Customer feedback should be driving your software

Congratulations, you are the force behind today’s most successful tech companies. Sure, they owe a lot to exceptional founding members, hardworking employees and innovative ideas, but one common denominator of successful tech businesses seems to be a willingness to listen to the user.

painting software customer feedback

Scratching the itch

The web app pioneers at 37signals recommend entrepreneurs build software for one reason. As they phrase it, “To scratch an itch.” More literally, in response to a need.

A good place to start, they write in their New York Times bestselling book Rework, is with an itch particular to you. Build software because you need it. At 37signals, they were unsatisfied with existing software for managing customer contracts. From that need, Highrise was born, CRM software that now manages more than 20 million contracts for its customers. Clearly, the itch was widespread.

This advice rings especially true for us here at TruQC. We imagined job-site documentation and quality control management done better, and then we set out to create the software to do it.

Now what?

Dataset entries
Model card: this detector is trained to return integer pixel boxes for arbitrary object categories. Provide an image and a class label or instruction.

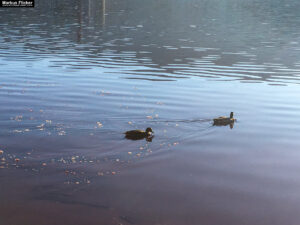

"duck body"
[214,112,236,126]
[125,127,153,140]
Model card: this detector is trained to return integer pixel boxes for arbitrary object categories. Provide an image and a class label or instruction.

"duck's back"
[125,130,146,138]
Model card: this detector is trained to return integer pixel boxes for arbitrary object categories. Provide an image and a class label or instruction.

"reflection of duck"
[125,127,153,140]
[214,112,236,126]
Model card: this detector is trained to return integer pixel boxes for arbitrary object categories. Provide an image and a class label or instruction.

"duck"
[124,127,154,140]
[214,112,236,126]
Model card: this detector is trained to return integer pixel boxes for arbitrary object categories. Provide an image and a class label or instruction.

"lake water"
[0,0,300,225]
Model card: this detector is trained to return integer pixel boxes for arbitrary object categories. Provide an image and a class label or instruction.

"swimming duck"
[214,112,236,126]
[125,127,153,140]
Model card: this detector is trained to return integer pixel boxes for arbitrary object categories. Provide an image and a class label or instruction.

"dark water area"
[0,0,300,225]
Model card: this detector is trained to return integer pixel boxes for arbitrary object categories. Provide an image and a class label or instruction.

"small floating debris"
[213,112,236,128]
[125,127,154,141]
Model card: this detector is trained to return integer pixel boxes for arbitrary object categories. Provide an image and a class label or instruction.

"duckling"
[124,127,154,140]
[214,112,236,126]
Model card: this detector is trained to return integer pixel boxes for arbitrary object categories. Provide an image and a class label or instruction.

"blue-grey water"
[0,0,300,225]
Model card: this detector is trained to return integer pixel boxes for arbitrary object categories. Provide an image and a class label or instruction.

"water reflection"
[0,0,300,84]
[0,0,300,225]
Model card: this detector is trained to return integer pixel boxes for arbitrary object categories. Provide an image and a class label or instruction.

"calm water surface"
[0,0,300,225]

Check your understanding
1. From the article on customer feedback and software, output the passage from "Scratching the itch" to "itch was widespread.".
2. Decide whether each statement agrees with the article on customer feedback and software, answering yes or no and quoting the deciding words: (a) Highrise now manages more than 20 million contracts for its customers. (b) 37signals recommends that entrepreneurs build software for several reasons. (c) Rework is described as a New York Times bestseller.
3. Supply the next part of the article on customer feedback driving software, starting after its last line.
The items have no connection to the article.

Replies
1.
Scratching the itch

The web app pioneers at 37signals recommend entrepreneurs build software for one reason. As they phrase it, “To scratch an itch.” More literally, in response to a need.

A good place to start, they write in their New York Times bestselling book Rework, is with an itch particular to you. Build software because you need it. At 37signals, they were unsatisfied with existing software for managing customer contracts. From that need, Highrise was born, CRM software that now manages more than 20 million contracts for its customers. Clearly, the itch was widespread.

2.
(a) Yes: "now manages more than 20 million contracts for its customers"
(b) No: "recommend entrepreneurs build software for one reason"
(c) Yes: "their New York Times bestselling book Rework"

3.
From medical technology to video gaming, user-driven innovation continues to be the hallmark of smart companies. The people who use your product share the same itch, they know what they want, and the best companies listen.

Perhaps no one does this better than the tech titan Apple. Once much maligned for what some saw as a dictatorial approach, many now argue that Apple does a much better job of listening to its customers than do its competitors.

Apple’s beta releases for iOS7 could be the textbook for techies interested in harnessing user feedback. By its 5th beta release of iOS7, it’s rumored to be near completion, but not before the folks in development implemented a few tweaks suggested by its users. The default font was widely judged as too thin, which hurt readability. In addition to a larger font, Apple has enlarged the header on the lock screen and made some changes to the notifications bar.

Lucky for Apple, there are plenty of customers with plenty of feedback to pay attention to. For smaller businesses without investors and boardrooms, your customers fund your day to day by buying your product, so it pays to listen up.

The fine line

As we’ve written before, paying attention to customer feedback doesn’t mean piling on niche features until your product forms a clunky mishmash. Pay attention to what your customers don’t want, as much as what they do.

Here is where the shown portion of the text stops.